> Document segment

Shelby: I totally agree with you that the murder overshadowed the importance of the content. I think the biggest standout for me was Episode 3 and how it brought together both Jamie’s identities of being viewed by people as an aggressor and a vulnerable young person. For me Episode 3 really showed the audience a glance at what it is like for a teenage boy to grow up in today’s world, balancing many different spaces such as home, school, friends and the digital world. The scenes between Jamie and the psychologist, where he talks about being ugly, showed the audience how self-esteem, identity, and the absence of positive role models can influence behaviour, like what Maisie was just saying we’re now in a world where it’s so hard to avoid those kinds of topics. It is definitely a challenge as we have to engage with young people about these topics in a sensitive way and do our best to educate them and keep them safe, but these topics are evolving so quickly that as practitioners it is hard to keep up with a rapidly changing world especially trying to watch and understand the digital space and the real world space at the same time. Coming back to the discussion on dialect earlier, I think even our generation we use like blue love hearts and the 100% sign, but that’s like love and we agree with you. But now that’s like, really, really bad. And actually, it’s funny because me and Maisie had a conversation before this roundtable started saying how like adolescence was kind of a surreal sort of come back to both our undergraduate dissertations. So Maisie did all the Andrew Tate stuff, but I actually thought from my own dissertation as well, it was kind of another form of parental gaze. In the sense that everyone’s like, get it into schools, get it into schools [agreement to screen Adolescence in schools]. But I actually think it’s another series that is written for the adult world, and I think it’s there for parents and adults to teach them about the world that the adolescents are living in. I don’t think it’s the best series to teach young people about those topics.

> To do
In the roundtable excerpt, which episode does Shelby call the biggest standout?

> Recorded data
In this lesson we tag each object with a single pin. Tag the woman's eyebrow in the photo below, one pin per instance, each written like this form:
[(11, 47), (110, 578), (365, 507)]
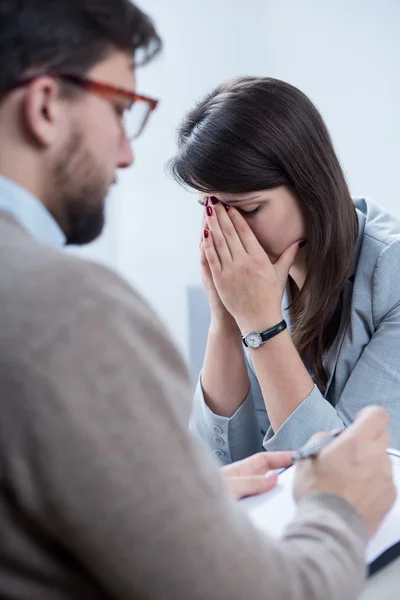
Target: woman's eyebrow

> Response below
Episode 3